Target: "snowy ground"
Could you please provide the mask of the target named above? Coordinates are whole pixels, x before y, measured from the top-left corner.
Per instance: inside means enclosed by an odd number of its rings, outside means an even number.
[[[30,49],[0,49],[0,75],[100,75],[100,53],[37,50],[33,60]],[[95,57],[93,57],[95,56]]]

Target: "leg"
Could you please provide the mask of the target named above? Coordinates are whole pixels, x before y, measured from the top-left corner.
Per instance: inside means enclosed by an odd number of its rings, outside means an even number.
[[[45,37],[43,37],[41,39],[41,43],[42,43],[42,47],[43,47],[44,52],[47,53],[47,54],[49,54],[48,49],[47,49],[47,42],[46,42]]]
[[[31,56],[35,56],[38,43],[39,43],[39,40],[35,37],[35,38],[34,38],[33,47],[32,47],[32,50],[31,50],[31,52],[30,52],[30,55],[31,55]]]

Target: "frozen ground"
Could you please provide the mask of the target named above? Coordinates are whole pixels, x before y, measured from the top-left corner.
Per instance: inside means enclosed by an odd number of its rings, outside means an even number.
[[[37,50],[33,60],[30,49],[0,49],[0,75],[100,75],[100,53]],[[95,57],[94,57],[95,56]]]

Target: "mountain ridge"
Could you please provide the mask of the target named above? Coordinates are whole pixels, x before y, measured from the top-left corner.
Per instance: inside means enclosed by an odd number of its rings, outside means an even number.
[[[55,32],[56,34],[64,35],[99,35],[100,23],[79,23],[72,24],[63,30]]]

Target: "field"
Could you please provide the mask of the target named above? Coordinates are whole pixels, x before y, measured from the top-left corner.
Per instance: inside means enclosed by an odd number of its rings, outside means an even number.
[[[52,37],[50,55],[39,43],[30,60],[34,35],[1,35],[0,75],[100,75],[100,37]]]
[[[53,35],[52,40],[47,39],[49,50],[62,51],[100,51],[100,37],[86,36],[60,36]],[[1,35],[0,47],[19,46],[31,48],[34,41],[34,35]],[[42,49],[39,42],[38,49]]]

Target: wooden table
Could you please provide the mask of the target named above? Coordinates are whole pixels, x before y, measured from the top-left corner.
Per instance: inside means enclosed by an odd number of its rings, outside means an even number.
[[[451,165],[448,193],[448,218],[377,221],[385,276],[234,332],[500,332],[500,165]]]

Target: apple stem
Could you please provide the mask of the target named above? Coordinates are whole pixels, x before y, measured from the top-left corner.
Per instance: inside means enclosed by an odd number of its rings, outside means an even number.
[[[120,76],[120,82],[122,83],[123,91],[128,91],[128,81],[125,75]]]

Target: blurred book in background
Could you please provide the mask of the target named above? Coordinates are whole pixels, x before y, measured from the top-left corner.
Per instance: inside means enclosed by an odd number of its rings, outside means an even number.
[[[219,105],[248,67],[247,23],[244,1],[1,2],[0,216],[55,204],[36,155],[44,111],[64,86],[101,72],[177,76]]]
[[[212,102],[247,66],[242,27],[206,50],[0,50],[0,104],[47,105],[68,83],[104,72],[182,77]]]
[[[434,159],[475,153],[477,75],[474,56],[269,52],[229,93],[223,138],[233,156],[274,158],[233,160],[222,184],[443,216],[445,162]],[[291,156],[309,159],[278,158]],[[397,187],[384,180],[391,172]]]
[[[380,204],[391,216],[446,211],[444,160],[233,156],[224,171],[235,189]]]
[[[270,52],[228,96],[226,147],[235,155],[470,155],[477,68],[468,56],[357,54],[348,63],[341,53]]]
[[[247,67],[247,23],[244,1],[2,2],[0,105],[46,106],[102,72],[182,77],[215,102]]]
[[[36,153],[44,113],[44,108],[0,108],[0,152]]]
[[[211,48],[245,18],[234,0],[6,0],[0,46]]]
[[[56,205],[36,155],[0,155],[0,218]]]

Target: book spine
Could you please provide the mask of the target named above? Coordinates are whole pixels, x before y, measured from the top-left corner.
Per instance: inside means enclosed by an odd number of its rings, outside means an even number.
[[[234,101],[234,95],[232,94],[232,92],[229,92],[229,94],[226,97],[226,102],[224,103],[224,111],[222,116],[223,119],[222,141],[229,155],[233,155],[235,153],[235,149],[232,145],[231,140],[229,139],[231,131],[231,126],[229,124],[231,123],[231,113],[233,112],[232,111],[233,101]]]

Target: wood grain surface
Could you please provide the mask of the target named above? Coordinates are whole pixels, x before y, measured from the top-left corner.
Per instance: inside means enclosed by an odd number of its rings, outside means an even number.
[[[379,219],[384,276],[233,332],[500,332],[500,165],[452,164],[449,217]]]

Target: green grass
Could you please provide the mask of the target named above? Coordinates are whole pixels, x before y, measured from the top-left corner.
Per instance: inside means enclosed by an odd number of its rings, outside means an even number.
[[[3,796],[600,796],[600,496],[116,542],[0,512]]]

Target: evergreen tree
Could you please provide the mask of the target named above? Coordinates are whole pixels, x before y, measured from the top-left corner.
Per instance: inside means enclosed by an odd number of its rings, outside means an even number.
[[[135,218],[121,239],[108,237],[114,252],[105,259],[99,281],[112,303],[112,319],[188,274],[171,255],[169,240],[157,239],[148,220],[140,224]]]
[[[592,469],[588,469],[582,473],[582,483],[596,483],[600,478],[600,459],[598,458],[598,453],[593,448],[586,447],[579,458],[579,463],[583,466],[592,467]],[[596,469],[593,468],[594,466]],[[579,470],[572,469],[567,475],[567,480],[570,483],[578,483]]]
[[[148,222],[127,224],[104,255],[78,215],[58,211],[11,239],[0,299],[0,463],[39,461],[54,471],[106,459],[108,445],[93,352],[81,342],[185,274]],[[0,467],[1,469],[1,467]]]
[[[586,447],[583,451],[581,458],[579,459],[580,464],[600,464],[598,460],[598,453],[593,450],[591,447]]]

☆ ☆ ☆ ☆

◆ Assignment
Reproduce the data above in full. Leave nothing out.

◆ Answer below
Target: "snowy ground"
Could you please provide the mask of the target named above? Coordinates are whole pixels, x before y, measured from the top-left corner.
Per instance: inside means enclosed by an odd number of its rings, outside means an even number.
[[[30,49],[0,49],[0,75],[100,75],[100,53],[37,50],[33,60]],[[95,57],[93,57],[95,56]]]

Target: "leg"
Could you please provide the mask of the target named above? Coordinates are whole pixels, x before y, measured from the top-left corner.
Per instance: inside means enclosed by an odd number of its rings, outside means an even number.
[[[45,37],[43,37],[41,39],[41,43],[42,43],[42,47],[43,47],[44,52],[47,53],[47,54],[49,54],[48,49],[47,49],[47,42],[46,42]]]
[[[31,56],[35,56],[38,43],[39,43],[39,40],[35,37],[35,38],[34,38],[33,47],[32,47],[32,50],[31,50],[31,52],[30,52],[30,55],[31,55]]]

Target: "frozen ground"
Could you please provide the mask of the target named above? Coordinates are whole pixels, x before y, measured from the top-left corner.
Per instance: inside means enclosed by an odd number of its rings, outside means an even number.
[[[37,50],[33,60],[30,49],[0,49],[0,75],[100,75],[100,53]],[[95,57],[94,57],[95,56]]]

Target: "mountain ridge"
Could you please provide the mask of the target named above? Coordinates are whole pixels, x before y, measured from the top-left corner.
Per instance: inside means enclosed by an odd number of its rings, outside means an even number.
[[[55,32],[56,34],[64,35],[99,35],[100,23],[79,23],[72,24],[63,30]]]

Target: "field"
Could you please provide the mask of the target named above? Coordinates are whole pixels, x before y, measured from the top-left corner.
Per instance: inside means enclosed by an odd number of its rings, outside means an even number.
[[[52,37],[50,55],[39,43],[30,60],[34,35],[1,35],[0,75],[100,75],[100,37]]]
[[[53,35],[52,40],[47,39],[49,50],[62,51],[100,51],[100,37],[86,36],[60,36]],[[1,35],[0,47],[19,46],[31,48],[34,41],[34,35]],[[42,49],[39,42],[38,49]]]

Target: wooden table
Could you please provide the mask of the target named above? Coordinates are whole pixels, x before y, measured from the top-left corner.
Per instance: inside means enclosed by an odd number of its rings, outside means an even number.
[[[451,165],[448,193],[448,218],[377,221],[385,276],[234,332],[500,332],[500,165]]]

Target: apple stem
Could you please provide the mask of the target named above? Coordinates are whole pixels, x before y, measured from the top-left corner.
Per instance: inside means enclosed by an odd number of its rings, outside means an even number.
[[[120,76],[120,82],[122,83],[123,91],[128,91],[128,81],[125,75]]]

Target: blurred book in background
Could you please provide the mask of the target named above? Coordinates are whole pixels, x before y, measured from the top-left corner.
Per instance: inside means enclosed by an odd number of its rings, outside means an even number.
[[[219,105],[248,67],[247,23],[244,1],[1,2],[0,216],[55,204],[36,155],[44,111],[64,86],[101,72],[177,76]]]
[[[212,102],[247,66],[242,27],[206,50],[0,50],[0,104],[47,105],[68,83],[104,72],[182,77]]]
[[[434,159],[475,153],[477,75],[474,56],[269,52],[229,93],[223,138],[233,156],[274,158],[233,160],[222,184],[443,216],[445,162]],[[291,156],[309,159],[278,158]],[[397,187],[384,180],[391,172]]]
[[[380,204],[391,216],[446,211],[444,160],[233,156],[224,171],[235,189]]]
[[[270,52],[228,96],[226,147],[235,155],[470,155],[477,68],[468,56],[357,54],[348,63],[341,53]]]
[[[247,67],[247,23],[244,1],[2,2],[0,105],[46,106],[102,72],[182,77],[215,102]]]
[[[36,153],[44,113],[44,108],[0,108],[0,152]]]
[[[211,48],[245,18],[234,0],[6,0],[0,46]]]
[[[56,205],[36,155],[0,155],[0,218]]]

Target: book spine
Could you please provide the mask of the target named above? Coordinates are whole pixels, x before y, measured from the top-left corner.
Per instance: inside means enclosed by an odd number of its rings, outside means an even number.
[[[234,101],[234,95],[232,94],[232,92],[229,92],[229,94],[226,97],[226,102],[224,103],[224,111],[222,116],[223,119],[222,141],[229,155],[233,155],[235,153],[235,149],[232,145],[231,140],[229,139],[231,131],[231,126],[229,124],[231,123],[231,113],[233,112],[232,111],[233,101]]]

Target: wood grain surface
Could you please provide the mask of the target named above? Coordinates are whole pixels, x before y, measured from the top-left corner.
Per instance: inside means enclosed by an odd number of its rings, outside means an even number.
[[[379,219],[384,276],[233,332],[500,332],[500,165],[452,164],[449,217]]]

Target: green grass
Could you please provide the mask of the target named above? Coordinates are whole pixels, x before y, measured from the top-left corner.
Per instance: inside means enclosed by an odd number of its rings, outside means an even number.
[[[3,796],[600,796],[600,496],[116,542],[0,512]]]

Target: evergreen tree
Could you please provide the mask of the target named above? Coordinates are whole pixels, x before y, measured from the top-left corner.
Per instance: inside means enclosed by an odd number of its rings, outside means an even number.
[[[135,218],[121,239],[108,237],[114,252],[105,259],[99,281],[112,303],[112,319],[188,274],[171,255],[169,240],[157,239],[148,220],[140,224]]]
[[[592,469],[588,469],[582,473],[582,483],[596,483],[600,478],[600,459],[598,458],[598,453],[593,448],[586,447],[579,458],[579,463],[583,466],[592,467]],[[596,469],[593,468],[594,466]],[[579,470],[572,469],[567,475],[567,480],[570,483],[578,483]]]
[[[148,222],[127,224],[104,255],[78,215],[58,211],[11,239],[0,299],[0,463],[39,461],[54,471],[106,459],[108,445],[93,352],[81,342],[185,274]],[[0,467],[1,469],[1,467]]]
[[[586,447],[583,451],[581,458],[579,459],[580,464],[600,464],[598,460],[598,453],[593,450],[591,447]]]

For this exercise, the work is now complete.